Provided material -
Start of Block

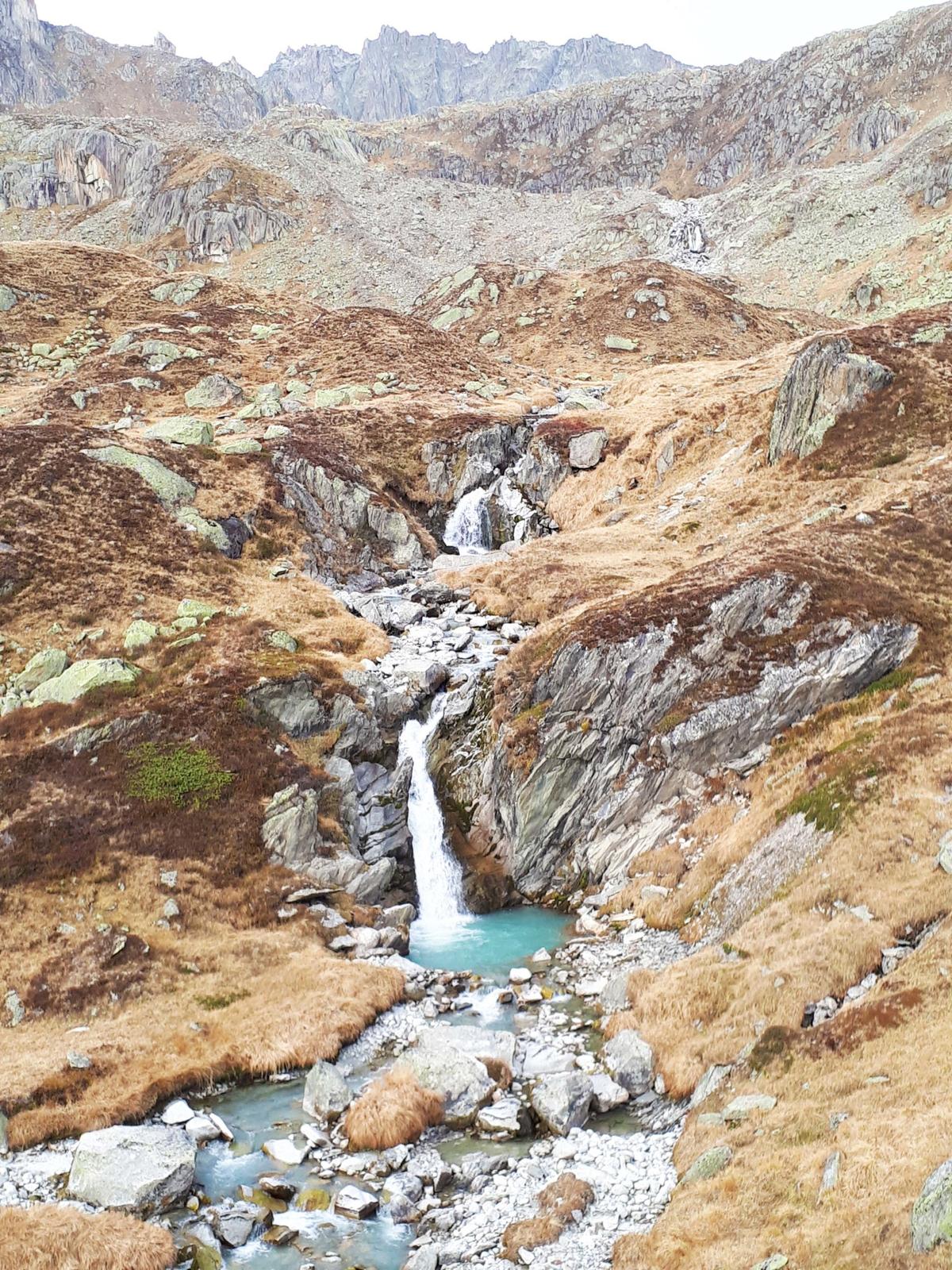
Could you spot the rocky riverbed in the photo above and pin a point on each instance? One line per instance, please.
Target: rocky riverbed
(448, 1198)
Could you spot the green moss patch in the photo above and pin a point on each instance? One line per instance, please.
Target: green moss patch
(186, 776)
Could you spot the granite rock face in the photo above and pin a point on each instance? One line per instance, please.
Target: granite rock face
(139, 1168)
(827, 380)
(399, 74)
(590, 800)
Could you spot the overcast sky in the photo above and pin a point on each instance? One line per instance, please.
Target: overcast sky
(695, 31)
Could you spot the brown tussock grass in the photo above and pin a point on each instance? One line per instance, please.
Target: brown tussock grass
(393, 1110)
(56, 1237)
(892, 1141)
(262, 1000)
(558, 1202)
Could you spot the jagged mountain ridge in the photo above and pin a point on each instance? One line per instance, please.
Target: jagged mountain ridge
(397, 74)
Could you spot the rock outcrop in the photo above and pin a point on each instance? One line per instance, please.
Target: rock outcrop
(399, 74)
(620, 751)
(825, 381)
(351, 527)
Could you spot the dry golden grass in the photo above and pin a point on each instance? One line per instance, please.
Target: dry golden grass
(568, 1194)
(885, 1064)
(56, 1237)
(260, 1000)
(532, 1232)
(393, 1110)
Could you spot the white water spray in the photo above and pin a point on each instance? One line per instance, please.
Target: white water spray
(469, 529)
(440, 876)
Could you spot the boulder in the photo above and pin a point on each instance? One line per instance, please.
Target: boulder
(488, 1047)
(630, 1060)
(505, 1119)
(182, 429)
(41, 667)
(562, 1102)
(213, 391)
(827, 380)
(708, 1164)
(393, 613)
(932, 1212)
(352, 1202)
(139, 1168)
(543, 1060)
(139, 634)
(463, 1081)
(606, 1094)
(84, 677)
(585, 448)
(743, 1105)
(168, 487)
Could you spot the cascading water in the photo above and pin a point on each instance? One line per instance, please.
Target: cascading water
(469, 529)
(440, 876)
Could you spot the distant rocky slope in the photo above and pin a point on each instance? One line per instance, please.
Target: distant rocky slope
(818, 181)
(397, 74)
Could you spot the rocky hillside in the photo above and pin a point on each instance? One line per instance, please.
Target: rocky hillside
(393, 75)
(397, 74)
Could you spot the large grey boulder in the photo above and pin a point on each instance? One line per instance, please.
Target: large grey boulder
(213, 391)
(139, 1168)
(463, 1081)
(182, 429)
(505, 1119)
(932, 1212)
(585, 450)
(393, 613)
(327, 1092)
(825, 380)
(46, 664)
(84, 677)
(630, 1060)
(562, 1102)
(488, 1047)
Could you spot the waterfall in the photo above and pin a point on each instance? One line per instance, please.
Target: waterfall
(440, 876)
(469, 529)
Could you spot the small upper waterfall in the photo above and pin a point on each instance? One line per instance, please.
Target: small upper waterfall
(440, 876)
(469, 529)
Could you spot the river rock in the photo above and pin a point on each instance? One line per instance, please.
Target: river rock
(234, 1229)
(480, 1043)
(139, 1168)
(541, 1060)
(393, 613)
(505, 1119)
(630, 1060)
(585, 448)
(463, 1081)
(606, 1094)
(352, 1202)
(562, 1102)
(327, 1094)
(178, 1113)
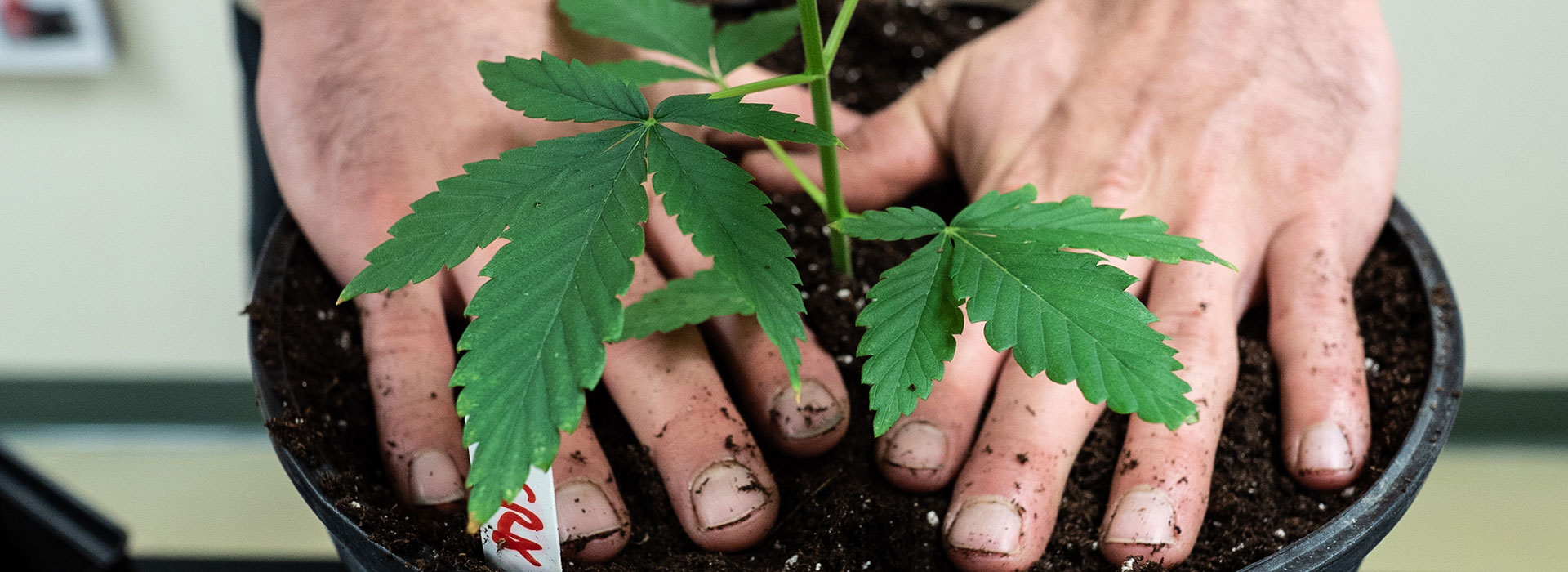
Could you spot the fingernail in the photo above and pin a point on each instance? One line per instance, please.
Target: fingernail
(586, 512)
(1324, 447)
(987, 524)
(813, 414)
(725, 494)
(918, 445)
(434, 478)
(1143, 516)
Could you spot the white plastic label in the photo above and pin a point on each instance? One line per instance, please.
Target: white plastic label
(521, 536)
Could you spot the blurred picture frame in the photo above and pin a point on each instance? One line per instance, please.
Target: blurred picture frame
(69, 38)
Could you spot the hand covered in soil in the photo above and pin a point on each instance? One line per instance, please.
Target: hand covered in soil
(364, 107)
(1269, 131)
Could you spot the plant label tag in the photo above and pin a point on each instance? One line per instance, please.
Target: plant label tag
(521, 536)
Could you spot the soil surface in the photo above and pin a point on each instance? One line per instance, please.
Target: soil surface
(838, 513)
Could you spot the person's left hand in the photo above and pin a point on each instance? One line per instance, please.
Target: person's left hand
(1269, 131)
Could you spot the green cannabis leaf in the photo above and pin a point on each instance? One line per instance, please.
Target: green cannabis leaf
(1060, 312)
(733, 116)
(671, 27)
(647, 73)
(555, 90)
(746, 41)
(541, 320)
(686, 302)
(1075, 223)
(474, 209)
(728, 220)
(910, 328)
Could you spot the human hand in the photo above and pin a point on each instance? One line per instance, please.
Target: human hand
(1266, 129)
(364, 107)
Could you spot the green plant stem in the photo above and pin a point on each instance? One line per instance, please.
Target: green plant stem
(800, 176)
(836, 37)
(783, 155)
(822, 109)
(764, 85)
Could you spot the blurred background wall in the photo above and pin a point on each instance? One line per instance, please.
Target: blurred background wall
(122, 209)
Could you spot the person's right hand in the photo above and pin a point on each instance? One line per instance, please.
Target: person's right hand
(364, 107)
(1267, 129)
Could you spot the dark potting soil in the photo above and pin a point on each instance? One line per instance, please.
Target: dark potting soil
(836, 512)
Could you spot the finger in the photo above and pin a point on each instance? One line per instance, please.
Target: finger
(1007, 495)
(588, 508)
(1317, 345)
(889, 155)
(410, 360)
(802, 427)
(675, 401)
(1160, 489)
(794, 101)
(924, 450)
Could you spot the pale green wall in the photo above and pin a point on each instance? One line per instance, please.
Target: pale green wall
(122, 201)
(121, 208)
(1486, 170)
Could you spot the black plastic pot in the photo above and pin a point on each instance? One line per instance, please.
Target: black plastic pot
(42, 529)
(1338, 546)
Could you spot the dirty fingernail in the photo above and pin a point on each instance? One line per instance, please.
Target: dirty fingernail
(586, 512)
(918, 445)
(434, 478)
(1143, 516)
(987, 524)
(1324, 447)
(813, 414)
(725, 494)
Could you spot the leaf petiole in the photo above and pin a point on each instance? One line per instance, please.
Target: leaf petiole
(836, 37)
(764, 85)
(800, 176)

End of Block

Work to complete - Retype the whole listing word for word. Skip the pictures.

Output for this exercise -
Could you spot the rocky riverbed in the photo above and pin a point on each instance? One line per instance, please.
Target: rocky riverbed
(448, 1198)
Could you spot the green moss patch in the photo above and pin a point on each instance? One line per instance, please.
Target: green moss patch
(186, 776)
Could you spot the granite rock face in the photo above and pin a point on each instance? One line per instance, please.
Target: granite rock face
(139, 1168)
(827, 380)
(399, 74)
(590, 800)
Could you spot the overcast sky in the photo above and pin a point on each instance? One line per instance, please.
Target: overcast sky
(695, 31)
Could you spot the brown tussock grass in the photo above and pin a point on each instance? One line per instance, please.
Target: brown tussock grass
(393, 1110)
(56, 1237)
(892, 1141)
(262, 1000)
(558, 1202)
Could you spot the jagged mountain ridge in the photo above and pin a point on each instance? One line per instance, please.
Target: jagged mountain ridge
(397, 74)
Could you spot the rock outcrop in the photo above and pin a point on each instance? One line per instance, please.
Target: rock outcrop
(399, 74)
(620, 751)
(825, 381)
(351, 527)
Could you spot the dry golden grass in the photo above and pin a point on each instance? One line per instance, please.
Target: dry golden grass
(568, 1194)
(885, 1064)
(56, 1237)
(260, 1000)
(532, 1232)
(393, 1110)
Could you spot the white water spray in the photo above and pin a point on each instance? One line per instance, please.
Target: white water spray
(469, 529)
(440, 876)
Could you spot the boulder in the photo above and pin a point on each instance? One line per instance, please.
Target: boulder
(488, 1047)
(630, 1060)
(505, 1119)
(182, 429)
(41, 667)
(562, 1102)
(213, 391)
(827, 380)
(708, 1164)
(393, 613)
(932, 1212)
(352, 1202)
(139, 1168)
(543, 1060)
(139, 634)
(463, 1081)
(606, 1094)
(84, 677)
(585, 448)
(743, 1105)
(168, 487)
Could you spot the cascading water in the photo above and pin a point on each instance? One line per instance, please.
Target: cascading water
(469, 529)
(440, 876)
Could you spot the distant rocky slope in the photo above and pin a point on each instance? One line per instance, please.
Target: distant rocky slope
(818, 181)
(397, 74)
Could you spot the rocky hillside in the photo above and pin a point on each instance? One line per instance, please.
Target: rocky hillside
(393, 75)
(397, 74)
Could you spot the large grey boulder in the photo above and pin a point on each instance? One line per instance, please.
Target: large grey boulder
(213, 391)
(139, 1168)
(463, 1081)
(182, 429)
(505, 1119)
(932, 1212)
(585, 450)
(393, 613)
(327, 1092)
(825, 380)
(46, 664)
(84, 677)
(630, 1060)
(562, 1102)
(488, 1047)
Could you spot the waterfall in the photo above and pin a point on each instance? One line per instance, please.
Target: waterfall
(440, 876)
(469, 529)
Could you spot the small upper waterfall in the photo above and pin a point on each instance? One line per instance, please.
Target: small upper waterfall
(440, 876)
(469, 529)
Could you spot the river rock in the photo above and pin a point on each instance? One line per instance, please.
Target: river rock
(234, 1229)
(480, 1043)
(139, 1168)
(541, 1060)
(393, 613)
(505, 1119)
(630, 1060)
(585, 448)
(463, 1081)
(606, 1094)
(352, 1202)
(562, 1102)
(327, 1094)
(178, 1113)
Could you spot the fingernail in the photo above and pin a point on each instance? One line per instance, please.
Target: fingernail
(586, 512)
(1324, 447)
(987, 524)
(813, 414)
(725, 494)
(918, 445)
(434, 478)
(1143, 516)
Could you spot the white plastic label in the photo above and pin a point on each instance? One line per instance, please.
Target: white plastic label
(521, 536)
Could you spot the blurred picture frame in the photo above and pin a point on each instance? One line per instance, please.
Target: blurred picture frame
(69, 38)
Could you spot the hand covered in soil in the photo above and pin a point on each instance? One line per instance, please.
Target: hand covered in soil
(364, 107)
(1269, 131)
Could you spot the plant label tag in the photo above and pin a point on each instance? One line per instance, please.
Target: plant label tag
(521, 536)
Could you spot the soil surface in the photo above and pin a point on each instance? One line per instance, please.
Target: soil surface
(838, 513)
Could you spot the person's left hand in the photo above and pin a point on each instance? One line per instance, please.
Target: person's left hand
(1269, 131)
Could you spot the green cannabis leaf in the photo above and pin a point on each instance? One line per instance, please.
Target: green cannabis leaf
(1060, 312)
(733, 116)
(671, 27)
(647, 73)
(555, 90)
(746, 41)
(541, 320)
(686, 302)
(1075, 223)
(474, 209)
(728, 220)
(910, 328)
Could you spot the human hand in the photo above and pin a point on each instance? One line per instance, please.
Target: human hand
(1266, 129)
(364, 107)
Could you spot the green plant stem in the photo above and pin a point on each instance? One line per instance, please.
Target: green plant stem
(800, 176)
(836, 37)
(783, 155)
(822, 109)
(764, 85)
Could you spot the blurred background wall in the photo above and pin a point on each instance? One line per instance, please.
Target: blurred background wall
(122, 209)
Could you spot the person's right hand in the photo above and pin a point on each instance? One line per instance, please.
Target: person's right hand
(364, 107)
(1267, 129)
Could you spot the dark potting soil in the photo above and pin a point on each instance? One line per instance, please.
Target: dark potting soil
(836, 512)
Could you spot the finger in the photo above and pin a point on each instance? One line per instance, please.
Target: finger
(1007, 495)
(588, 508)
(1317, 345)
(889, 155)
(410, 360)
(802, 427)
(675, 401)
(1160, 489)
(794, 101)
(924, 450)
Could you spot the pale green wall in the photo above and pin a point on each instance? One line per instance, please.
Target: pale green wall
(122, 201)
(121, 208)
(1486, 170)
Could you spot the black plastic pot in the photo above and pin a point on each instance? One line per instance, please.
Target: black plastic pot
(42, 529)
(1338, 546)
Could you spot the dirty fingernail in the photo above and pin a point on each instance? One line per instance, please.
Target: dirty fingernail
(586, 512)
(918, 445)
(434, 478)
(1143, 516)
(987, 524)
(1324, 447)
(813, 414)
(725, 494)
Could you spot the leaf petiole in the photo above and pin a point on each instance? One line per instance, please.
Target: leaf petiole
(836, 37)
(764, 85)
(800, 176)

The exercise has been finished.